§ Given instruction: Show each line from the rows below that contains the string "white", copying every such line in full.

(Location identification entries)
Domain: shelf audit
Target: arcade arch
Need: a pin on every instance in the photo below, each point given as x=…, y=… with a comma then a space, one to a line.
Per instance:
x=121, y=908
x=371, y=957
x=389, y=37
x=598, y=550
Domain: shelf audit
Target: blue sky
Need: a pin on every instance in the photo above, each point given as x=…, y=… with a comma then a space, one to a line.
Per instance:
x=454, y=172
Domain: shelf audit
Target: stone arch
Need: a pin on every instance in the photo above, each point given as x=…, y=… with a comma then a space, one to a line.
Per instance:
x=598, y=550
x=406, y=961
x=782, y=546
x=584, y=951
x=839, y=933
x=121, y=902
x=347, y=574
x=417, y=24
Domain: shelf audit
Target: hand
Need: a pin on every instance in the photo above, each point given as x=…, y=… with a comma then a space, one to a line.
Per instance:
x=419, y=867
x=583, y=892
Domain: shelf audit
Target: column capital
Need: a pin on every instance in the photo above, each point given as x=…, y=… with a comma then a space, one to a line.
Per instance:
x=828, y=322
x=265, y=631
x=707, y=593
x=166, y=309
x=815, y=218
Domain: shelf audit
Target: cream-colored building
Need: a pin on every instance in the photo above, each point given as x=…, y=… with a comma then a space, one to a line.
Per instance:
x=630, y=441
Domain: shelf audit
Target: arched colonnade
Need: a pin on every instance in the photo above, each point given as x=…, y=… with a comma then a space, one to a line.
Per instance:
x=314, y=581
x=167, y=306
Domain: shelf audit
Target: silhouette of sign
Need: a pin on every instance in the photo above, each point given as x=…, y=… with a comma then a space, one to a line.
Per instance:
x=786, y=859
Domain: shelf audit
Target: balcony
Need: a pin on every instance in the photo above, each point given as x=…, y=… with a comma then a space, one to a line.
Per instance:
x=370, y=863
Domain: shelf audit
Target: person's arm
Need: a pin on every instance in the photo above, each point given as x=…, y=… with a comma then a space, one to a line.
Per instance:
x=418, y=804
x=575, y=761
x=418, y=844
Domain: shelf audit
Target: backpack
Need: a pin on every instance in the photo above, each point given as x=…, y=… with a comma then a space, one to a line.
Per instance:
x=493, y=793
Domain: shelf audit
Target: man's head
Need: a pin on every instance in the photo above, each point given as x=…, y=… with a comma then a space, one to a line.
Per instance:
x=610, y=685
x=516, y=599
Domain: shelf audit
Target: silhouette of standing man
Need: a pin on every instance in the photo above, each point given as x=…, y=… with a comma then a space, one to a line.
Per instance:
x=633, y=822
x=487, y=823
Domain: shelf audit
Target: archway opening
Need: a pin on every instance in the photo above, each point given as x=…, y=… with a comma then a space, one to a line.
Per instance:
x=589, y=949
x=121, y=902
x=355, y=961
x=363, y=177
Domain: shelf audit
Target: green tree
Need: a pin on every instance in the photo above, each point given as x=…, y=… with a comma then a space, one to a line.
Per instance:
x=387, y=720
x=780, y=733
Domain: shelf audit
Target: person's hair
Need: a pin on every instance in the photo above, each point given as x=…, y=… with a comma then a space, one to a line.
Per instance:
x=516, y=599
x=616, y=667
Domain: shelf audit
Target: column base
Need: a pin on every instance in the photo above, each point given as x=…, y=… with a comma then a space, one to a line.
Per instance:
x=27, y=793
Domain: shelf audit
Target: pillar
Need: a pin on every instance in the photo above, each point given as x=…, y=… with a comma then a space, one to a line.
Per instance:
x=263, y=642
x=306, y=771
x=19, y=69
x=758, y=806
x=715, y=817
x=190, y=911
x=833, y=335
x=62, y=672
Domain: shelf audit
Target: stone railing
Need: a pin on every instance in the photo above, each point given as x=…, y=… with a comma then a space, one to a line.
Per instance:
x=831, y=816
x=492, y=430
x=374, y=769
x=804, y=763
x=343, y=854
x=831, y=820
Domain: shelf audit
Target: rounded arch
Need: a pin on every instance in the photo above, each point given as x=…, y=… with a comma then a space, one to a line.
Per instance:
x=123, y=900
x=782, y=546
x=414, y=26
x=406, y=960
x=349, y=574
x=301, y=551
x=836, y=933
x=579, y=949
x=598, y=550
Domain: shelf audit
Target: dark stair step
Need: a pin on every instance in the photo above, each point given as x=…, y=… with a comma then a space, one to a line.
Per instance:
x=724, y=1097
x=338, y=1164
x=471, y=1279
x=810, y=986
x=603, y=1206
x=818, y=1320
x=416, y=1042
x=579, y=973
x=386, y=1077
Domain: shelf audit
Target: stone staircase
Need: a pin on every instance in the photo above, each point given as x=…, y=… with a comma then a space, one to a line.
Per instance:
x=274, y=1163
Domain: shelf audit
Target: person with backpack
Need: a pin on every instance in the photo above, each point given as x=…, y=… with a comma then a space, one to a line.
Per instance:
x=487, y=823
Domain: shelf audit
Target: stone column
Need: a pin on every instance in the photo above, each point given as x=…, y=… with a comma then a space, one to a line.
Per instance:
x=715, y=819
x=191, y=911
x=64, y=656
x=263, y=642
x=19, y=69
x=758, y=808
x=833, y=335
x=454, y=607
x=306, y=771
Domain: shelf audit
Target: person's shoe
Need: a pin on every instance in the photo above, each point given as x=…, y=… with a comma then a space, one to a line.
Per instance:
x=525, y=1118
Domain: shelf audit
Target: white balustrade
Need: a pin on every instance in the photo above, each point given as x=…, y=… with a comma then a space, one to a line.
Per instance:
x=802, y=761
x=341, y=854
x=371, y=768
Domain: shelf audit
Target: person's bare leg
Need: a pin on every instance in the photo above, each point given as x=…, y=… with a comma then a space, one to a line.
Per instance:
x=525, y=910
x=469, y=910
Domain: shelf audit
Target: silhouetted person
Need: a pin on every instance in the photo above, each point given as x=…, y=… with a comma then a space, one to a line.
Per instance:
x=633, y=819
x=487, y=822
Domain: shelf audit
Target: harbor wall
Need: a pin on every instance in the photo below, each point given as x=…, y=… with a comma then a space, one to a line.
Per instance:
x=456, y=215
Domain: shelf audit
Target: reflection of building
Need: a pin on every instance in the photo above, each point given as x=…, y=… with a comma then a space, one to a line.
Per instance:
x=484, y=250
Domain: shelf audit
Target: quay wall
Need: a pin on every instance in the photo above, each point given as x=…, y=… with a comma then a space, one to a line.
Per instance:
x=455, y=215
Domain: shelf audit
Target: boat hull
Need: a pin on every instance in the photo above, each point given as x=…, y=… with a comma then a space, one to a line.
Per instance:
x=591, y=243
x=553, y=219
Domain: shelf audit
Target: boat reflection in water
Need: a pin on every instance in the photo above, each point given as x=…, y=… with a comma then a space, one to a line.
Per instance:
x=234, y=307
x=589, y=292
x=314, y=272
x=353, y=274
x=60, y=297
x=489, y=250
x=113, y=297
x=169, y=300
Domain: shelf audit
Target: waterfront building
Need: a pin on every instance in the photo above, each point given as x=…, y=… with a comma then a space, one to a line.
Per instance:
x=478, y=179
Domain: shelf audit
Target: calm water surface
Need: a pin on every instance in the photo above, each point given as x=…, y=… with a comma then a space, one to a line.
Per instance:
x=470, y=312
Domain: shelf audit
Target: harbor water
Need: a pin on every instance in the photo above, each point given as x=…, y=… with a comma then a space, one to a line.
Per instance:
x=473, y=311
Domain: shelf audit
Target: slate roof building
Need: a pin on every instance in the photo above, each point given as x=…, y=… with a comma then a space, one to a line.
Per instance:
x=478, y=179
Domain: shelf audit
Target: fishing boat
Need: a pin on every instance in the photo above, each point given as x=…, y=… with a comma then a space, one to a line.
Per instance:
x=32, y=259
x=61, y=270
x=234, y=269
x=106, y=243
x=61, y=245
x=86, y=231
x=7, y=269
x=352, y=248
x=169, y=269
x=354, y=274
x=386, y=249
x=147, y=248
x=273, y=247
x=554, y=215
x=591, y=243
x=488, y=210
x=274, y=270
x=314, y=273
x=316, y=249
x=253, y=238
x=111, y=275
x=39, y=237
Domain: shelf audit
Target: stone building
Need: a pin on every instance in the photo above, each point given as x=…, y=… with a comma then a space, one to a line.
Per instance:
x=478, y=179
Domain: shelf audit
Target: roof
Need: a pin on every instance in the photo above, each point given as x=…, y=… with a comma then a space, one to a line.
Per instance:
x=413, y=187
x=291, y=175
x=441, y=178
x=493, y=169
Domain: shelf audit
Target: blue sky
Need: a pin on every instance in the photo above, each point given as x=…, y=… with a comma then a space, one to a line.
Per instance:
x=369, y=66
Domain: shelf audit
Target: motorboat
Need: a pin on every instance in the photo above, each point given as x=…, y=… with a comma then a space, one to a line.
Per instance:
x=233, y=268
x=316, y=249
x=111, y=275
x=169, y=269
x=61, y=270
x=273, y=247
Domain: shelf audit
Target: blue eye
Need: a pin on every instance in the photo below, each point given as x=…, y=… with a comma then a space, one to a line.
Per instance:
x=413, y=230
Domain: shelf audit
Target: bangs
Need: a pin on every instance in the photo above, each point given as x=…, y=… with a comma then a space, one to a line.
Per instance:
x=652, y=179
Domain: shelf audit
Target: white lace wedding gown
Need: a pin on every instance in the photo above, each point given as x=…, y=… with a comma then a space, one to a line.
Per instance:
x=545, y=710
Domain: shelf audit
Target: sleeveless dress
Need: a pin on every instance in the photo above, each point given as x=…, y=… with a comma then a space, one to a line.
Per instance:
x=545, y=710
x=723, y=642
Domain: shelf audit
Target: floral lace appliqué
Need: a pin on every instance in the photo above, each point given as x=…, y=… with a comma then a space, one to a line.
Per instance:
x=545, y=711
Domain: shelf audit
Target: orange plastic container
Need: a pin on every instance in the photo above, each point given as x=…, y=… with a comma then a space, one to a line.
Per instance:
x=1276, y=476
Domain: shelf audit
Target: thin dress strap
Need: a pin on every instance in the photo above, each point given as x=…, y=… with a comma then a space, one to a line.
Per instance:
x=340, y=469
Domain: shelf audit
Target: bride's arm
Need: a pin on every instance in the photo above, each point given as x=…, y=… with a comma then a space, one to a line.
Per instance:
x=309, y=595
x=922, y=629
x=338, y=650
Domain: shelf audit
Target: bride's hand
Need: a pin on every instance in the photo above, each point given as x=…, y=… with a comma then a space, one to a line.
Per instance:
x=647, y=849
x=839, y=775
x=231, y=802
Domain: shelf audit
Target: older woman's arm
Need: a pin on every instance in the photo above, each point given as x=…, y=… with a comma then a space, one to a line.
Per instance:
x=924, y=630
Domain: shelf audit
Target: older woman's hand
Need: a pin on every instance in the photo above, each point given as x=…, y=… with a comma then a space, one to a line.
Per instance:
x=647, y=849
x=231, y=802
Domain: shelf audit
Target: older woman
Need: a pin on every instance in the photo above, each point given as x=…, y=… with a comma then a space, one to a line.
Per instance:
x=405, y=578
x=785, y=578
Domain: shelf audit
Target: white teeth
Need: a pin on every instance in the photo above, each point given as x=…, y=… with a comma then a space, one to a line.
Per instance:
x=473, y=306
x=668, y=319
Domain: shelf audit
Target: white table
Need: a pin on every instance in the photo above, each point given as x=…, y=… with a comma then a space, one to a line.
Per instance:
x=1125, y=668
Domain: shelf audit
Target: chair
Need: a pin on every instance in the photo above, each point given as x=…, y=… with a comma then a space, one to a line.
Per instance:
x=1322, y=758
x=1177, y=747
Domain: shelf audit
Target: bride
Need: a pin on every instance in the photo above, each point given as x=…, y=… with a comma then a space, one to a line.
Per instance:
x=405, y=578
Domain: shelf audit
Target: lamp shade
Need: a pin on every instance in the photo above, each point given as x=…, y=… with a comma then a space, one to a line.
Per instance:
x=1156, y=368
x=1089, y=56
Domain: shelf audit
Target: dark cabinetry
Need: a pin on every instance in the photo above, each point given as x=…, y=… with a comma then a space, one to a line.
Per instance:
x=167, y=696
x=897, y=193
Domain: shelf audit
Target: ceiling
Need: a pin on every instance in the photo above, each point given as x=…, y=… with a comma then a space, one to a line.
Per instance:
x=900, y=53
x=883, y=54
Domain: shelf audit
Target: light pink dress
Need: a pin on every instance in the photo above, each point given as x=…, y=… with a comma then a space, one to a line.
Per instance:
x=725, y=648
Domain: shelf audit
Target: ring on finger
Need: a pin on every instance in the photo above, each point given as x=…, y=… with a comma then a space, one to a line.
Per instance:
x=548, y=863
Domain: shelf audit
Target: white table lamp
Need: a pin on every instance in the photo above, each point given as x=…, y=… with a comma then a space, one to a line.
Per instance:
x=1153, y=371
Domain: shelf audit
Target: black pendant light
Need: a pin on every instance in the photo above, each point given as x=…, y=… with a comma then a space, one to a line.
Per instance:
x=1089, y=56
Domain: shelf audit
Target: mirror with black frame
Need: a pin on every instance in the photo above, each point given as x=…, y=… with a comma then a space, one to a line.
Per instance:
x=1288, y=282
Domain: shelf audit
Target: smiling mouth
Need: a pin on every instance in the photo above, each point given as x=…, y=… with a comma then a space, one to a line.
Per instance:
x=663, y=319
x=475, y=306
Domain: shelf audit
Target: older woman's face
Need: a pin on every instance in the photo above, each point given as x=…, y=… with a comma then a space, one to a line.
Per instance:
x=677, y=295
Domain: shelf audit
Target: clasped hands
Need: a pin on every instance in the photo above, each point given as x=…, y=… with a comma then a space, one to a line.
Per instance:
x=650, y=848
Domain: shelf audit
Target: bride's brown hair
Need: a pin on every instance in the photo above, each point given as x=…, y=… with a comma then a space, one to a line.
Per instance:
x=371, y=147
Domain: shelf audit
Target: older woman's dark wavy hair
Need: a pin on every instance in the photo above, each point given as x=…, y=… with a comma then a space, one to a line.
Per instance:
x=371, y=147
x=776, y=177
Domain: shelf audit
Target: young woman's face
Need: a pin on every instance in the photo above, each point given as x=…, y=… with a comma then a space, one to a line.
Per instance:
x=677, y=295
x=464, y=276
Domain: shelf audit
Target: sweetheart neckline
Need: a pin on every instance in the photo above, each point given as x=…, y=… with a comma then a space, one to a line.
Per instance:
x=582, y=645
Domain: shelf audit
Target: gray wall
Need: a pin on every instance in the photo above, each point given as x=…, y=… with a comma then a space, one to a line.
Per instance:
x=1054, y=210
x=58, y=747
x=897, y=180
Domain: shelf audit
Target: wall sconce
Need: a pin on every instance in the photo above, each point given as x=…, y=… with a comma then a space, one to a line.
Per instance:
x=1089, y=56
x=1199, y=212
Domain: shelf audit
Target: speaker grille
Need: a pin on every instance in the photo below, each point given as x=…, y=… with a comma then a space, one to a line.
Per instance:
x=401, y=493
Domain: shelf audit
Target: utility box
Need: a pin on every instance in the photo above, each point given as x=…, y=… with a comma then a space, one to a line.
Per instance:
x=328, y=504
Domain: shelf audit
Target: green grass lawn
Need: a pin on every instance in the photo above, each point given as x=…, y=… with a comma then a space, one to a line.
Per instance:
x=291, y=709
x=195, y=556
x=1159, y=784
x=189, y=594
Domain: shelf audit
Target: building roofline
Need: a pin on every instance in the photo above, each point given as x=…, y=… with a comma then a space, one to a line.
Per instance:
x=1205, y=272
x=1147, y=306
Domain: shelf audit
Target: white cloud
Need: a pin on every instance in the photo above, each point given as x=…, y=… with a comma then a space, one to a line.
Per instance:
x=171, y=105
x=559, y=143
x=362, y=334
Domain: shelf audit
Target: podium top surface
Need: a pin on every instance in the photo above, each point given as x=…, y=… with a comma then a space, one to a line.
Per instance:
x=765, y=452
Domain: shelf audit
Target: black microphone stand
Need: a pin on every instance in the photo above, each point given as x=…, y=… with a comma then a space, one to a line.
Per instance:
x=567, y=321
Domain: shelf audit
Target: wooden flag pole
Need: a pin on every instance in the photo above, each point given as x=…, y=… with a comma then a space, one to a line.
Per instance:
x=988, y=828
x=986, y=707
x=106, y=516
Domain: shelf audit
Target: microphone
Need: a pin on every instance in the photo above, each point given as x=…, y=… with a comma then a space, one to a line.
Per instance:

§ Solved problem:
Target: white balustrade
Target: white lace wedding gown
Target: white teeth
Target: white table
Target: white table lamp
Target: white cloud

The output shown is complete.